- **Sección de texto**
━━━━━━━━━━━━━━━━

Me acuerdo que fui a la cocina y,
acodada sobre la mesada, le conté a mi mamá que había descubierto que Elsa
Bornemann era mi escritora favorita. Lo dije con un tono entre orgulloso y
solemne. No sé qué esperaba que me contestara. Yo la había oído varias veces
expresar su predilección por Gabriel García Márquez. Tener mi escritora
favorita era algo importante, era como, no sé, ser más grande.
Lo
cierto es que yo no conocía muchos más escritores. Si bien había leído ya algunos
cuentos, nunca reparaba en los autores. Ningún niño lo hace. Yo supe
siendo ya mayor quién había escrito Pinocho, quién Peter Pan, y dudo que haya
sido meramente por haber conocido en principio adaptaciones de esas novelas
y no sus versiones originales. Lo
primero que disfrutamos los niños son cuentos anónimos, de tradición popular, oral. La
literatura de autor es una cosa de grandes. Y quizá, a esta altura, una cosa de
viejos, una incipiente antigüedad. Pero no quiero irme por las ramas, quiero
hablar de Elsa, la primera que me hizo temblar.

━━━━━━━━━━━━━━━━

- **Segmento de datos**
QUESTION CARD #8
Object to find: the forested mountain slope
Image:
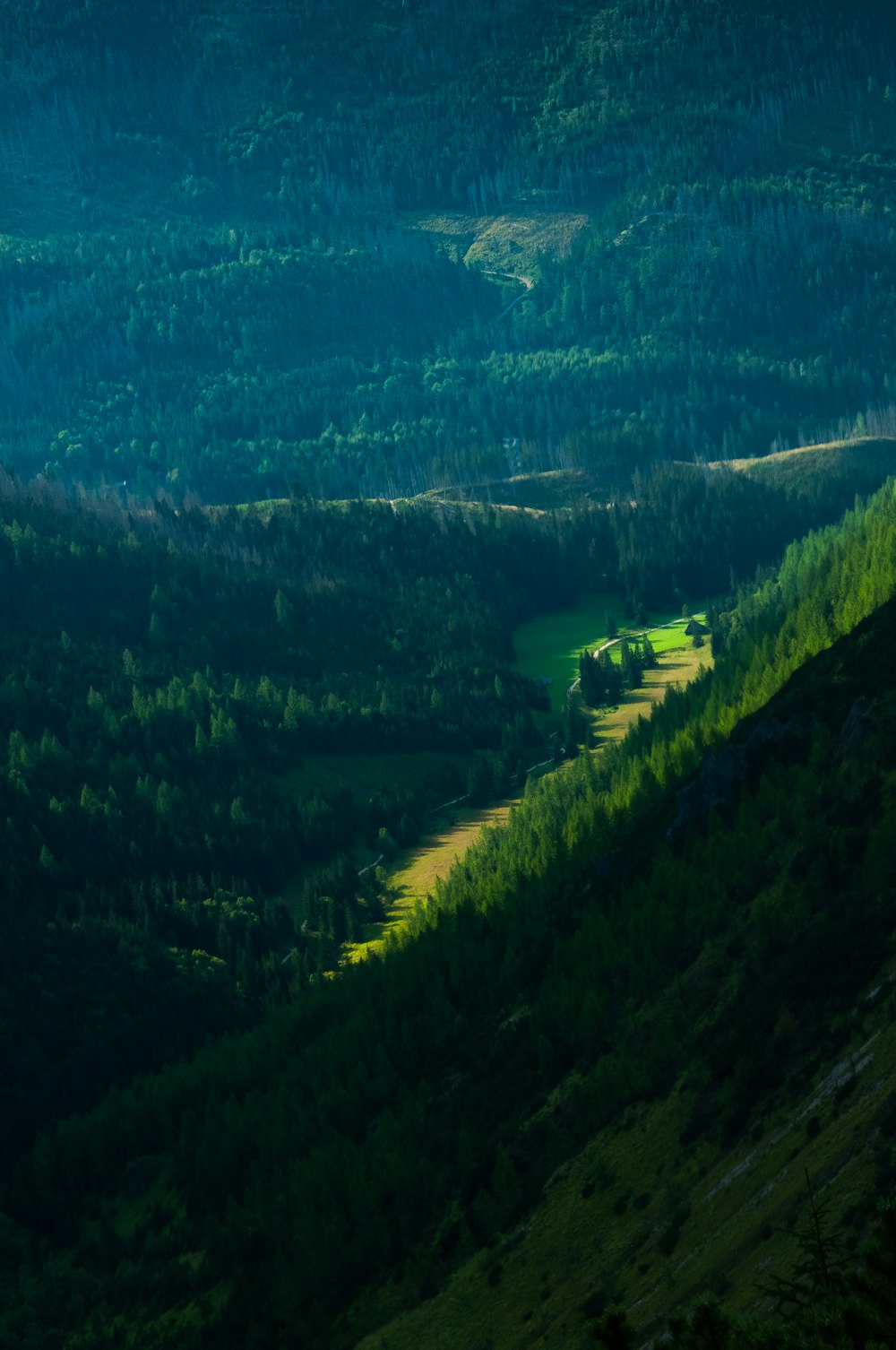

━━━━━━━━━━━━━━━━

- **Tareas requeridas**
1 – Pasa al inglés esta oración del texto sobre Elsa Bornemann: «Tener mi escritora favorita era algo importante, era como, no sé, ser más grande».
2 – Prolonga el texto sobre Elsa Bornemann a partir de su última oración.

- **Respuestas esperadas**
1 – Having my favorite writer was something important; it was like, I don't know, being more grown up.

2 –
Fue ella
también la primera que me hizo rechazar
una historia. Rechazarla con el cuerpo. Apartar el libro de mi vista, dejarlo a
un costado de la cama, intuir un desenlace demasiado espeluznante como para
seguir leyendo. Pero al rato sí, animarme a leer, habiendo tomado ya la distancia necesaria. Eso me pasó con El nuevo
frankenstein o cuento de pasado mañana, terrible cuento del libro Los desmaravilladores.